ASSIGNED TASK> Starting at the top of the entries and stopping after the line containing "box: [172, 163, 209, 191]", give those lines as a JSON list of strings, one per line, with blank lines omitted.
· · · · ·
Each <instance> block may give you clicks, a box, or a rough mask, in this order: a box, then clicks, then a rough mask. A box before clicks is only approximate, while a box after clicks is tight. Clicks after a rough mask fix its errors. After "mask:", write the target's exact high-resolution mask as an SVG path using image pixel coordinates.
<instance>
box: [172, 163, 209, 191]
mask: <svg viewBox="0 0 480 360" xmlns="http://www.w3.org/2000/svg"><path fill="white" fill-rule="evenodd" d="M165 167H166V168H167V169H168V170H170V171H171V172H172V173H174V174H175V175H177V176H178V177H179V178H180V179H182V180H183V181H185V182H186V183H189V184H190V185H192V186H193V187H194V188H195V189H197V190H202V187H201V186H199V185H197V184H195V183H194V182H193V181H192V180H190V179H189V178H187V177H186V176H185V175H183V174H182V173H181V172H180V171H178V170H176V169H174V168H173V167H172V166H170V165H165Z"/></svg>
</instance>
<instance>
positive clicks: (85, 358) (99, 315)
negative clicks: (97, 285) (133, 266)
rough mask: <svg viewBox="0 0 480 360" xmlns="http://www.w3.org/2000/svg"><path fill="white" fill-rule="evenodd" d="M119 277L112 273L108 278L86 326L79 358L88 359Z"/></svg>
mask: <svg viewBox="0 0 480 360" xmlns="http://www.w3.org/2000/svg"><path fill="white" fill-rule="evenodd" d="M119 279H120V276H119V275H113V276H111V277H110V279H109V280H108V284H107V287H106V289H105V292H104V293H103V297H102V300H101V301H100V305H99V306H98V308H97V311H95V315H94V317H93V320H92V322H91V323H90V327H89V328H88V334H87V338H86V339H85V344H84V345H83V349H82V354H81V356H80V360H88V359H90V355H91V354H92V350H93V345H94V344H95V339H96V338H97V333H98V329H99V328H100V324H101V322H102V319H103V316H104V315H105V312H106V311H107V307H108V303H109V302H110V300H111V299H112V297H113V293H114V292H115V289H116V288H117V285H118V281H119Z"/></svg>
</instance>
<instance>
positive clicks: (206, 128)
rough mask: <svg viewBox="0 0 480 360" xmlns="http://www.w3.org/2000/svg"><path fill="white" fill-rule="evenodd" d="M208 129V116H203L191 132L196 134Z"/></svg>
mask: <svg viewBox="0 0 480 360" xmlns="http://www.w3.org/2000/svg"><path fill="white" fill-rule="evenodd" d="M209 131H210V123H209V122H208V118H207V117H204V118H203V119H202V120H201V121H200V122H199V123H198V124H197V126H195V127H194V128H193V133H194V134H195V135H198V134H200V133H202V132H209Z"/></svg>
· · · · ·
REPLY TO THE TASK>
[
  "Each <instance> block may give you clicks, a box, or a rough mask, in this order: a box, then clicks, then a rough mask. A box before clicks is only approximate, while a box after clicks is tight. Clicks after a rough mask fix its errors. After \"mask:\", write the target's exact high-resolution mask as an SVG path using image pixel coordinates.",
  "<instance>",
  "box: [172, 163, 209, 191]"
]